Pick out every line below that contains the word "deer" and copy each one.

Stored items
* * * * * * * * *

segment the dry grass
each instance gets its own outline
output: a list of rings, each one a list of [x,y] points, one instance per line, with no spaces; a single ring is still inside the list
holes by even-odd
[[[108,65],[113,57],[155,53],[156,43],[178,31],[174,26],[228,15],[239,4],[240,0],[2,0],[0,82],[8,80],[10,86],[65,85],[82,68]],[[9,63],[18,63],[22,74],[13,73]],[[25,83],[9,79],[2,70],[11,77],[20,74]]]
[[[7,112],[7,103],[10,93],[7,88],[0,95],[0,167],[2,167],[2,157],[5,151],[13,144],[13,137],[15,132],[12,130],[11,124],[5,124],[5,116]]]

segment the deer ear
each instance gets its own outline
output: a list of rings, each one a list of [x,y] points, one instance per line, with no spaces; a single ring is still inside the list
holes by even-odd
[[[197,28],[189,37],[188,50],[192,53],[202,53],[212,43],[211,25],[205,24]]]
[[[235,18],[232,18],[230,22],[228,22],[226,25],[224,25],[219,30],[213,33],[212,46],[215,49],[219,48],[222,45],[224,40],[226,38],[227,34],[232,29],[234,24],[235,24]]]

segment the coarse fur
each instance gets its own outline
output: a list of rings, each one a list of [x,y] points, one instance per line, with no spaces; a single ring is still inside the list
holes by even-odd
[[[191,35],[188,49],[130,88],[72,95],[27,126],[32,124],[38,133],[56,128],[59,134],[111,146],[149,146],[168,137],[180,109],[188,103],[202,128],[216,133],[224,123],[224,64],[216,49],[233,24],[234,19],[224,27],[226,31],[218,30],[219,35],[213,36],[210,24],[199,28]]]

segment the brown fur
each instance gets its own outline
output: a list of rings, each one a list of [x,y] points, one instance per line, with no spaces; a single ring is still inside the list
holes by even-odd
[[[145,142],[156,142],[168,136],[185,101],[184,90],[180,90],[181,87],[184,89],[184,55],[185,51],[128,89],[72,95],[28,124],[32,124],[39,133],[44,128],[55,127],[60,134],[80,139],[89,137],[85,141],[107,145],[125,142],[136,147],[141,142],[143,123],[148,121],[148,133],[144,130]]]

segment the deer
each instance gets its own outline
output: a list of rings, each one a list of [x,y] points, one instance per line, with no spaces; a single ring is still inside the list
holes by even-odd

* * * * * * * * *

## Task response
segment the deer ear
segment the deer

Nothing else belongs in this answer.